▶ **What needs to be done**
Each entry below is to be printed verbatim.
________
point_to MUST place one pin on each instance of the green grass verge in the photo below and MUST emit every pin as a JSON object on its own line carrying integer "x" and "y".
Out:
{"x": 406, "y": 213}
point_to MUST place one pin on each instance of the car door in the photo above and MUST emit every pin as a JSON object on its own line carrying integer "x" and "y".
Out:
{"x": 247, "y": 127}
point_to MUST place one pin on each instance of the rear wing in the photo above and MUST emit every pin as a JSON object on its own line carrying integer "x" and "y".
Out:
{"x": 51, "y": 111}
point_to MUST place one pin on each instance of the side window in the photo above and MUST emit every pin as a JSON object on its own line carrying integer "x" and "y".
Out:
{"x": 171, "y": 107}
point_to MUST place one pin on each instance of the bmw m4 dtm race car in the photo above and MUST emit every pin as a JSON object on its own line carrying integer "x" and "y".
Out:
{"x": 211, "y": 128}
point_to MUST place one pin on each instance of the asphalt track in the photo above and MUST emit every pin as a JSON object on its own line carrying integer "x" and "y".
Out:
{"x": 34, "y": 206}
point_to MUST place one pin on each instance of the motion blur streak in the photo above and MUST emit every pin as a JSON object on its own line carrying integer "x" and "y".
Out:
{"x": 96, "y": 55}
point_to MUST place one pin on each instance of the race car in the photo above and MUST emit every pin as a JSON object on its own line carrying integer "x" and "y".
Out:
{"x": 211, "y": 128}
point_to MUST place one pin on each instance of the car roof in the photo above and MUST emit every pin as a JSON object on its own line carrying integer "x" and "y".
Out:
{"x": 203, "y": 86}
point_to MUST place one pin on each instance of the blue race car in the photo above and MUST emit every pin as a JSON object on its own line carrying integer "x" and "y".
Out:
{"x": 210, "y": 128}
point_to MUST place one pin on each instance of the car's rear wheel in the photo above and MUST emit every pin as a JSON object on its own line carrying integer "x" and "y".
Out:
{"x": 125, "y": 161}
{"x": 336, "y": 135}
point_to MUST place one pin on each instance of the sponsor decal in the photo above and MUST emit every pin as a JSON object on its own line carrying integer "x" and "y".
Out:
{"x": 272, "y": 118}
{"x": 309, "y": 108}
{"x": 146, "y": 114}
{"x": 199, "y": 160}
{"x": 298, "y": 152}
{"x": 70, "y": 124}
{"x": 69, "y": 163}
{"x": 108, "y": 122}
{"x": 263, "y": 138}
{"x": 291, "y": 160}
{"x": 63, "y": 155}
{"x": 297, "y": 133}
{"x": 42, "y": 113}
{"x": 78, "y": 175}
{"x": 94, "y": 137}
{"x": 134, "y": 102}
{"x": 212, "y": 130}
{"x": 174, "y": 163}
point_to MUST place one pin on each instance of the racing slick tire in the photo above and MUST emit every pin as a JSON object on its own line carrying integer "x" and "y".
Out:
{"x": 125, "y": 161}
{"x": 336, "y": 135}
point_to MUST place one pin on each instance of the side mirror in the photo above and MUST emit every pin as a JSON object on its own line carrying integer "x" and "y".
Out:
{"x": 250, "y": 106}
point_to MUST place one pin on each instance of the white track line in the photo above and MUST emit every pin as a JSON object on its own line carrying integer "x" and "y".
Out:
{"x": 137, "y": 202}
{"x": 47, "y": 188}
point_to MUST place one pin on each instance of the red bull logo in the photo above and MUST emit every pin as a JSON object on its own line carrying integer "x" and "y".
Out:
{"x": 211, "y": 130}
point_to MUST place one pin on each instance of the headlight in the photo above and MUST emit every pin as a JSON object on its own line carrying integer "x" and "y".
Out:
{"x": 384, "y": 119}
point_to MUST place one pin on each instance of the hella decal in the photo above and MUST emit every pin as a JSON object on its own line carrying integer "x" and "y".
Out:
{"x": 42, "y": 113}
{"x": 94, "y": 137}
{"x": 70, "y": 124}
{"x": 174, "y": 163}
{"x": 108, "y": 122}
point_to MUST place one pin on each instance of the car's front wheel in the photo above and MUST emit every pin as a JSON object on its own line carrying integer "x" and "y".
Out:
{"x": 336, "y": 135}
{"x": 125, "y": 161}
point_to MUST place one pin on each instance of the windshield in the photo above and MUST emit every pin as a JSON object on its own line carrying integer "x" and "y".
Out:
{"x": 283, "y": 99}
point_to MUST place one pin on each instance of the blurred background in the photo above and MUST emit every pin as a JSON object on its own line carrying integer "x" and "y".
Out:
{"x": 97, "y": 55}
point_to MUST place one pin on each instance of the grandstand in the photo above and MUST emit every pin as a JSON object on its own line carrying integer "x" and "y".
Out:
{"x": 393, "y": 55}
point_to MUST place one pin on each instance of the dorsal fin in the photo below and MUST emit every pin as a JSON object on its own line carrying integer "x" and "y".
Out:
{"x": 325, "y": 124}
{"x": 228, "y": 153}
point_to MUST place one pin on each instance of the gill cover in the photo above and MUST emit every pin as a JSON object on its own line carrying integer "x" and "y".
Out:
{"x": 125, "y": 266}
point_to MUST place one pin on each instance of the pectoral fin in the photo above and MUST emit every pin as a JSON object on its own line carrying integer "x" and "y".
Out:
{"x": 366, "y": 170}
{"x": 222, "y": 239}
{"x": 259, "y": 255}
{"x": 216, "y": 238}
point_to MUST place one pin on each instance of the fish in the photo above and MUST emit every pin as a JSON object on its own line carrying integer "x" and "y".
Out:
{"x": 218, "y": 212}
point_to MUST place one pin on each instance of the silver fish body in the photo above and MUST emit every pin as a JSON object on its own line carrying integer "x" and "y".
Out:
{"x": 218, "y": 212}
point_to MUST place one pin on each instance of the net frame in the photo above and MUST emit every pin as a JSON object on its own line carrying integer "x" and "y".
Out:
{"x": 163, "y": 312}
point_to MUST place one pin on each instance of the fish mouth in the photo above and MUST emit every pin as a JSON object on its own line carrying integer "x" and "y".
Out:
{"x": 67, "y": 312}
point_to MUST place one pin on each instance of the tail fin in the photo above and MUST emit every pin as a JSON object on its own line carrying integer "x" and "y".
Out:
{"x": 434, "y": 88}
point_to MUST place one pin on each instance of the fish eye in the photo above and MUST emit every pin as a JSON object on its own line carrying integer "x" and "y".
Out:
________
▶ **Exercise solution**
point_to MUST place one pin on each instance of the green grass verge in the photo below and MUST emit every pin as a JSON object on its own line carrying integer "x" and "y".
Out:
{"x": 406, "y": 213}
point_to MUST place one pin on each instance of the car door in the photo above and MUST emit every pin as a JSON object on its own line carrying integer "x" and "y".
Out:
{"x": 247, "y": 127}
point_to MUST place one pin on each instance of the rear wing in the photo above and MUST emit every pin as a JSON object on its own line carrying integer "x" and "y".
Out:
{"x": 51, "y": 111}
point_to MUST place one pin on each instance of the side window in the photo above and MUST emit every pin as a JSON object on its own line carrying integer "x" and "y".
Out:
{"x": 171, "y": 107}
point_to MUST place one pin on each instance of the bmw m4 dtm race car in the photo above and MUST emit every pin as a JSON object on its own line carrying integer "x" and "y".
Out:
{"x": 211, "y": 128}
point_to MUST place one pin on each instance of the asphalt track in the photo above and MUST emit every pin as a JSON object on its own line carrying integer "x" and "y".
Out:
{"x": 34, "y": 206}
point_to MUST place one pin on each instance of the motion blur streak in the photo above and MUST emit every pin as a JSON object on its own line carrying integer "x" and "y".
Out:
{"x": 96, "y": 55}
point_to MUST place one pin on each instance of the race car in the photo above and MUST emit every pin as a JSON object on its own line carrying integer "x" and "y".
Out:
{"x": 211, "y": 128}
point_to MUST place one pin on each instance of the car roof in the photo above and MUST emit every pin as a JSON object on its own line carrying integer "x" and "y".
Out:
{"x": 203, "y": 86}
point_to MUST place one pin on each instance of the blue race car in the photo above and MUST emit every pin as a JSON object on its own line carrying integer "x" and "y".
Out:
{"x": 210, "y": 128}
point_to MUST place one pin on each instance of the car's rear wheel in the photo above and MUST emit every pin as a JSON object on its own line carrying integer "x" and "y".
Out:
{"x": 125, "y": 161}
{"x": 336, "y": 135}
point_to MUST place one pin on each instance of the sponsor decal in the photo above and MUST emit every pin as a JSON object on its own line carrying integer "x" and "y".
Out:
{"x": 272, "y": 118}
{"x": 309, "y": 108}
{"x": 146, "y": 114}
{"x": 199, "y": 160}
{"x": 298, "y": 152}
{"x": 70, "y": 124}
{"x": 69, "y": 163}
{"x": 108, "y": 122}
{"x": 263, "y": 138}
{"x": 291, "y": 160}
{"x": 63, "y": 155}
{"x": 297, "y": 133}
{"x": 42, "y": 113}
{"x": 78, "y": 175}
{"x": 94, "y": 137}
{"x": 134, "y": 102}
{"x": 212, "y": 130}
{"x": 174, "y": 163}
point_to MUST place one pin on each instance of the racing slick tire in the photo above and MUST emit every pin as a JSON object on its own line carrying integer "x" and "y".
Out:
{"x": 125, "y": 161}
{"x": 336, "y": 135}
point_to MUST place one pin on each instance of the side mirror in the photo above and MUST emit every pin as a JSON object on its own line carrying integer "x" and "y".
Out:
{"x": 250, "y": 106}
point_to MUST place one pin on each instance of the white track line in the photo above and MUST emit every pin as a JSON object on its own line carrying integer "x" and "y".
Out:
{"x": 137, "y": 202}
{"x": 47, "y": 188}
point_to MUST place one pin on each instance of the red bull logo in the photo above and MUST emit every pin as a JSON object on its own line carrying integer "x" and "y".
Out:
{"x": 211, "y": 130}
point_to MUST place one pin on each instance of the headlight in the photo above and MUST emit every pin as a JSON object on its own line carrying integer "x" and "y".
Out:
{"x": 384, "y": 119}
point_to MUST place one pin on each instance of the hella decal in the photo above and MUST emit every pin as a JSON object on its own line carrying integer "x" and "y".
Out:
{"x": 42, "y": 113}
{"x": 94, "y": 137}
{"x": 70, "y": 124}
{"x": 174, "y": 163}
{"x": 108, "y": 122}
point_to MUST place one pin on each instance of the car's front wheel in the photo above and MUST emit every pin as a JSON object on its own line carrying integer "x" and "y".
Out:
{"x": 336, "y": 135}
{"x": 125, "y": 161}
point_to MUST place one pin on each instance of the windshield in the photo above and MUST emit every pin as a JSON object on its own line carrying integer "x" and "y".
Out:
{"x": 283, "y": 99}
point_to MUST place one pin on each instance of the blurred background in the photo above and MUST emit every pin as a JSON object on its own line carrying integer "x" and "y".
Out:
{"x": 97, "y": 55}
point_to MUST place one pin on each instance of the grandstand in the photo above and MUST emit every pin as a JSON object on its own line carrying integer "x" and "y".
Out:
{"x": 393, "y": 55}
point_to MUST place one pin on each instance of the dorsal fin in the photo below and MUST emit every pin as a JSON object on its own line carrying integer "x" and "y".
Out:
{"x": 325, "y": 124}
{"x": 228, "y": 153}
point_to MUST place one pin on each instance of the gill cover in the photo above and MUST emit every pin as a JSON object on its own line carrying integer "x" and "y".
Out:
{"x": 125, "y": 266}
point_to MUST place one pin on each instance of the pectoral fin in the photo above and MUST emit every pin as a JSON object on its own line carrying integer "x" and "y".
Out:
{"x": 366, "y": 170}
{"x": 222, "y": 239}
{"x": 259, "y": 255}
{"x": 216, "y": 238}
point_to MUST place one pin on each instance of the fish in the photo above and MUST emit every pin as a JSON object on its own line carrying integer "x" and "y".
Out:
{"x": 218, "y": 212}
point_to MUST place one pin on each instance of the silver fish body in the photo above and MUST emit every pin as a JSON object on its own line carrying integer "x" and "y".
Out:
{"x": 218, "y": 212}
point_to MUST place one pin on each instance of the net frame in the photo above and MUST emit every pin as a JSON object on its own line carrying integer "x" and "y".
Out:
{"x": 163, "y": 312}
point_to MUST place one pin on each instance of the fish mouth in the photo above and MUST emit every pin as a JSON object on its own line carrying integer "x" and "y".
Out:
{"x": 67, "y": 312}
point_to MUST place one pin on each instance of the tail fin in the photo above and MUST emit every pin as a JSON object on its own line carrying integer "x" and "y".
Out:
{"x": 434, "y": 88}
point_to MUST place one pin on each instance of the fish eye in the photo above and MUST emit every pin as a JSON object on its own line carrying integer "x" and "y".
Out:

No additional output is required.